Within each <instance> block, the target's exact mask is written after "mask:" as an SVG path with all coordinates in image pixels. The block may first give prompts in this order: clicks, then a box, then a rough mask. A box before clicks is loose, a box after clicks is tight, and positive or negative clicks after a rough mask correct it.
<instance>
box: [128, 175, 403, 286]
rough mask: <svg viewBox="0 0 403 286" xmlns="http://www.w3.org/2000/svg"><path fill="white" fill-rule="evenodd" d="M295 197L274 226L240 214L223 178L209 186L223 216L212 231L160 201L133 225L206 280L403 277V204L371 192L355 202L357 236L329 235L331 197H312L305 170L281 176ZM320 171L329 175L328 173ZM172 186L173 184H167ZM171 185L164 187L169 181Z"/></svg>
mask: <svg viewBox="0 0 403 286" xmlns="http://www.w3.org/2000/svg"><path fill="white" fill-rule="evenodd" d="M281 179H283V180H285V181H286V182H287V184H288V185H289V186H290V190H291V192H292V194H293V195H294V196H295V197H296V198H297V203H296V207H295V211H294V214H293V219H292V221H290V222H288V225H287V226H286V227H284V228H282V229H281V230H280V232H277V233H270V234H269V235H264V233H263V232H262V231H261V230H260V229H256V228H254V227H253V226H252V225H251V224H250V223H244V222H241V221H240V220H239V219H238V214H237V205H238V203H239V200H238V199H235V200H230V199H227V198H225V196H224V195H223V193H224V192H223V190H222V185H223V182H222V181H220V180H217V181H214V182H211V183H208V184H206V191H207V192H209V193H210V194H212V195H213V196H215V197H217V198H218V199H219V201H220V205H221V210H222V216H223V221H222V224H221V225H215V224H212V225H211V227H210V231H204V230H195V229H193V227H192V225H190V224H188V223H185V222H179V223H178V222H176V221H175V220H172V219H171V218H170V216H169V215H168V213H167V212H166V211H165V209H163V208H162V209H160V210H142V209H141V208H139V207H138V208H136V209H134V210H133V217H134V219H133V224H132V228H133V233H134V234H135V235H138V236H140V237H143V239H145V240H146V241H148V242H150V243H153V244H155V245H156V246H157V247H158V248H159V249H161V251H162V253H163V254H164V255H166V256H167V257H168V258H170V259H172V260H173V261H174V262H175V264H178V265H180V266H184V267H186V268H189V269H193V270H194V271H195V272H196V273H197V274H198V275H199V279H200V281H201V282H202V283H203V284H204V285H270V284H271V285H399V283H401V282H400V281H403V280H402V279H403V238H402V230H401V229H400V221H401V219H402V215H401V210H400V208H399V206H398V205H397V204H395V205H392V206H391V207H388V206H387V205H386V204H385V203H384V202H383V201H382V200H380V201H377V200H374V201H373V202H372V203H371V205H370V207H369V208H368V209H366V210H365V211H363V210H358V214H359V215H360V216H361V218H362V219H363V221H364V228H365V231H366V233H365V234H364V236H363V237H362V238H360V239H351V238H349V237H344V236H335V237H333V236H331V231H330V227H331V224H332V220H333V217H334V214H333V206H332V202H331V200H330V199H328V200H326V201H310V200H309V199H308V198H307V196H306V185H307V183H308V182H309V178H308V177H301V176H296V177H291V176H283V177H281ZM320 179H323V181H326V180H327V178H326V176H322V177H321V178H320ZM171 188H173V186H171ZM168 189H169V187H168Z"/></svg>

****************

When you reach the end of the records, set them all down again exactly.

> _Response_:
Within each <instance> block, the target's exact mask is written after "mask:" as an SVG path with all coordinates in image pixels. The block may first give prompts in this order: clicks, then a box, then a rough mask. A box before clicks is loose, a box after clicks is tight, and positive or negative clicks after a rough mask correct it.
<instance>
box: [128, 175, 403, 286]
rough mask: <svg viewBox="0 0 403 286" xmlns="http://www.w3.org/2000/svg"><path fill="white" fill-rule="evenodd" d="M295 197L274 226L240 214L223 178L209 186L223 216L212 231L160 201L133 225L206 280L403 277V204L371 192L355 202L357 236L329 235L331 197H312L305 170L281 176ZM320 171L329 175L328 173ZM172 186L173 184H167ZM171 185L164 187L169 181Z"/></svg>
mask: <svg viewBox="0 0 403 286" xmlns="http://www.w3.org/2000/svg"><path fill="white" fill-rule="evenodd" d="M281 179H283V180H285V181H286V182H287V184H288V185H289V186H290V190H291V192H292V194H293V195H294V196H295V197H296V198H297V203H296V207H295V211H294V214H293V219H292V221H290V222H288V225H287V226H286V227H284V228H282V229H281V230H280V232H277V233H270V234H269V235H264V233H263V232H262V231H261V230H260V229H256V228H254V227H253V226H252V225H251V224H250V223H244V222H241V221H240V220H239V219H238V214H237V205H238V203H239V200H238V199H235V200H230V199H227V198H225V196H224V195H223V193H224V192H223V190H222V185H223V182H222V181H220V180H217V181H214V182H211V183H208V184H206V191H207V192H209V193H210V194H212V195H213V196H215V197H217V198H218V199H219V201H220V205H221V210H222V216H223V221H222V224H221V225H215V224H212V225H211V227H210V231H204V230H195V229H193V227H192V225H190V224H188V223H185V222H179V223H178V222H176V221H175V220H172V219H171V218H170V216H169V215H168V213H167V212H166V211H165V209H163V208H162V209H160V210H142V209H141V208H139V207H138V208H136V209H134V210H133V217H134V219H133V224H132V228H133V233H134V234H135V235H138V236H140V237H143V239H145V240H146V241H148V242H150V243H153V244H155V245H156V246H157V247H158V248H159V249H161V251H162V253H163V254H164V255H166V256H167V257H168V258H170V259H172V260H173V261H174V262H175V264H178V265H180V266H184V267H186V268H189V269H193V270H194V271H195V272H196V273H197V274H198V275H199V279H200V281H201V282H202V283H203V284H204V285H270V284H271V285H399V283H401V282H400V281H403V280H402V279H403V238H402V230H401V229H400V221H401V219H402V215H401V210H400V208H399V206H398V205H397V204H395V205H392V206H391V207H388V206H387V205H386V204H385V203H384V202H383V201H382V200H380V201H377V200H374V201H373V202H372V203H371V205H370V207H369V208H368V209H366V210H365V211H363V210H358V214H359V215H360V216H361V218H362V219H363V221H364V228H365V231H366V233H365V234H364V236H363V237H362V238H360V239H351V238H349V237H344V236H335V237H333V236H331V231H330V227H331V224H332V220H333V217H334V214H333V206H332V202H331V200H330V199H328V200H326V201H310V200H309V199H308V198H307V196H306V185H307V183H308V182H309V178H308V177H301V176H296V177H291V176H283V177H281ZM320 179H323V181H326V180H327V178H326V176H322V177H321V178H320ZM171 188H173V186H171ZM168 189H169V187H168Z"/></svg>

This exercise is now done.